EXERCISE OBJECTIVE
Please output the records below in full, exactly as given, but without the images.

Position annotation records:

--------------------------------

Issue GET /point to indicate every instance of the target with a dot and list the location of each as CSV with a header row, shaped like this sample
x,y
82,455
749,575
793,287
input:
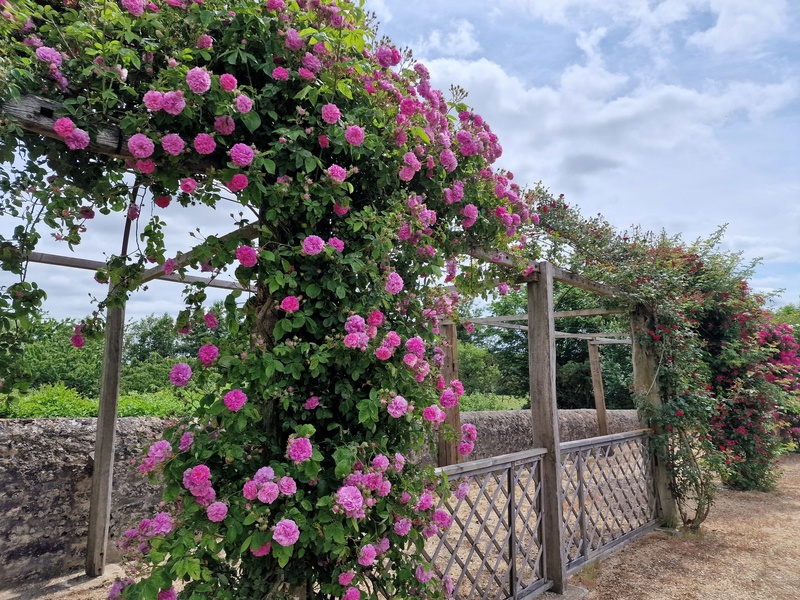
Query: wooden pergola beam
x,y
37,115
247,232
94,265
584,283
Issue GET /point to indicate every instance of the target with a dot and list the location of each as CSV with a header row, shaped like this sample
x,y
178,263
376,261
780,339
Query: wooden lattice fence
x,y
608,494
494,548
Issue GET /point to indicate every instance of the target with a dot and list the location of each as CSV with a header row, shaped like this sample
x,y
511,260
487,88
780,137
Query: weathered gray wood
x,y
588,312
247,232
583,283
544,419
37,115
645,384
597,386
476,467
93,265
603,440
448,449
103,474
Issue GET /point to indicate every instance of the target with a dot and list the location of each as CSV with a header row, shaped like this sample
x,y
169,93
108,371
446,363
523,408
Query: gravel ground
x,y
748,549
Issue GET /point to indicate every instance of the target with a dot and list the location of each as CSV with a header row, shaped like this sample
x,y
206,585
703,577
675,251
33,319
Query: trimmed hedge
x,y
57,400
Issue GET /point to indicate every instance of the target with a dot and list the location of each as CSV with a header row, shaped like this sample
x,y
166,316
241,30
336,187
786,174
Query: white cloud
x,y
380,8
739,25
742,24
458,41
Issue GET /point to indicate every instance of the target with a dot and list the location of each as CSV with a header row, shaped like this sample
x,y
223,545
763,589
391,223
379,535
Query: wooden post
x,y
645,384
103,473
448,449
544,417
597,386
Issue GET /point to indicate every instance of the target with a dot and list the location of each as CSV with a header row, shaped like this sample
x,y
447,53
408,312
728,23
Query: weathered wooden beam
x,y
597,387
103,469
448,449
583,283
601,338
544,421
247,232
588,312
37,115
94,265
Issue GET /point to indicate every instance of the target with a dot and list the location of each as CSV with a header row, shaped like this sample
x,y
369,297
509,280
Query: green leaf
x,y
344,89
251,120
335,531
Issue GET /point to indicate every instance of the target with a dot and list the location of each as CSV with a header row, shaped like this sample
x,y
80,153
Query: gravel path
x,y
748,549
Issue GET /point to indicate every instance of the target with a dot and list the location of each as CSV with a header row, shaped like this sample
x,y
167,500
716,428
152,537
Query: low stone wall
x,y
506,431
45,481
45,486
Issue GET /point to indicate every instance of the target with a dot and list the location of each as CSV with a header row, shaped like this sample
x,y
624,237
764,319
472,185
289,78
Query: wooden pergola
x,y
37,115
594,341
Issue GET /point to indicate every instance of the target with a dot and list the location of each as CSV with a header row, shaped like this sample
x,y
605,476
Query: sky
x,y
682,115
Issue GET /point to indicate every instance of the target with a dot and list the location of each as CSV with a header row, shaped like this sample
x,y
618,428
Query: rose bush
x,y
359,182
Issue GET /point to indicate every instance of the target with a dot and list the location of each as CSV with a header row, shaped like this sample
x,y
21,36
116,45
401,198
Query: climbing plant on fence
x,y
721,379
361,184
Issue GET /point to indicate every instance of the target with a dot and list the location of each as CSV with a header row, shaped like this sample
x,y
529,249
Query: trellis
x,y
594,341
36,115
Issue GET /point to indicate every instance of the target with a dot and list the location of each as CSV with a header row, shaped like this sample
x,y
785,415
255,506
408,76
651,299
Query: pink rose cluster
x,y
235,400
207,354
313,245
468,436
138,540
361,488
171,102
397,407
290,304
180,374
285,532
299,449
198,481
394,283
415,358
156,454
264,487
247,256
360,332
75,139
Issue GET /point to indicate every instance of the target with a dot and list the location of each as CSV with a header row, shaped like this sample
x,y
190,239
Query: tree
x,y
358,182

--------------------------------

TASK SOLUTION
Issue GET /point to indicate every instance of the target with a dot and list the location of each as CSV with a header row, shaped like this sample
x,y
82,455
749,575
793,287
input:
Query: wooden pergola beam
x,y
37,115
247,232
94,265
584,283
Issue GET /point to indicate every instance of the target with a dot and list the location of each as CSV with a header row, shaped like this sample
x,y
178,263
376,261
780,339
Query: wooden lattice fence
x,y
608,494
494,548
Issue GET /point to indicate every instance of the target with a dot and list the location of each as CSV with a header row, shaped like this sample
x,y
511,260
487,88
780,137
Query: weathered gray wood
x,y
588,312
247,232
583,283
544,419
37,115
645,384
597,386
476,467
93,265
603,440
448,449
103,474
Issue GET /point to indicate every instance of the target with a dot and list the location of each as CSV with a header row, shaped like this sample
x,y
169,93
108,371
446,363
523,408
Query: gravel ground
x,y
748,549
Issue GET /point to indicate every instance of the target with a dot and list the location of each as CSV with a header row, shaped like this sample
x,y
206,585
703,577
675,251
33,319
Query: trimmed hedge
x,y
57,400
Issue GET /point to indicate every instance of the target with a dot and list the location of each as CSV with a header row, shaped like this sample
x,y
166,316
241,30
336,187
786,174
Query: white cloud
x,y
380,8
739,25
742,24
458,41
Issue GET /point to indicate every instance of the target with a dot and list the location of each as CSV with a header row, shaped like this sample
x,y
223,545
763,589
391,223
379,535
Query: wooden post
x,y
645,384
103,473
448,449
544,417
597,386
Issue GET /point to indicate every instance of the target with a dot and list the location of each as CSV with a header row, shaped like this sample
x,y
447,53
408,312
728,23
Query: weathered wooden beam
x,y
597,387
103,469
448,449
583,283
601,338
544,421
247,232
588,312
37,115
94,265
Issue GET /point to indicate every instance of the target with a dot and list the location of each as CSV with a header row, shaped like this sample
x,y
369,297
509,280
Query: green leaf
x,y
344,89
251,120
335,531
Issue GET /point to indicate every instance of the target with a dot and list the location of each as CSV with a header row, shaped like this sample
x,y
80,153
Query: gravel path
x,y
748,549
Issue GET /point to indicate every instance of the target with a dot and list the location of each as CSV with a header row, shaped like this sample
x,y
167,500
716,428
152,537
Query: low stone wall
x,y
506,431
45,481
45,486
Issue GET /point to indicate every instance of the target with a dot and list the location of each as CSV with a header row, shaped like this sample
x,y
624,237
764,319
472,185
289,78
Query: wooden pergola
x,y
37,115
594,341
Issue GET /point to indicate every instance of the target with a dot and list the location of each as CSV with a header row, shaped like this sample
x,y
605,476
Query: sky
x,y
682,115
Issue GET /point to indicate every instance of the target with a dot and list the location of each as CSV with a header row, shaped like this sample
x,y
618,428
Query: rose bush
x,y
359,182
Issue GET /point to indicate every instance of the target with a dot and list the location of each as CSV with a header row, shaped like this sample
x,y
21,36
116,45
401,198
Query: climbing plant on fence
x,y
721,379
361,184
Issue GET /point to indicate every instance of the target with a dot and list the location of each as CSV with a header row, shaped like this sample
x,y
529,249
Query: trellis
x,y
594,341
36,115
Issue GET /point to indicate every instance of the target with a dot and list the location of each as CSV with a header row, shaped like this sample
x,y
785,415
255,506
408,76
651,299
Query: pink rose cluster
x,y
235,400
207,354
313,245
468,436
138,540
361,488
171,102
397,407
290,304
180,374
285,532
299,449
198,481
394,283
415,358
156,454
264,487
247,256
360,332
75,139
Issue GET /point to indicate every instance of the target with a dot and list the location of each as CSV with a header row, shaped like this sample
x,y
190,239
Query: tree
x,y
358,182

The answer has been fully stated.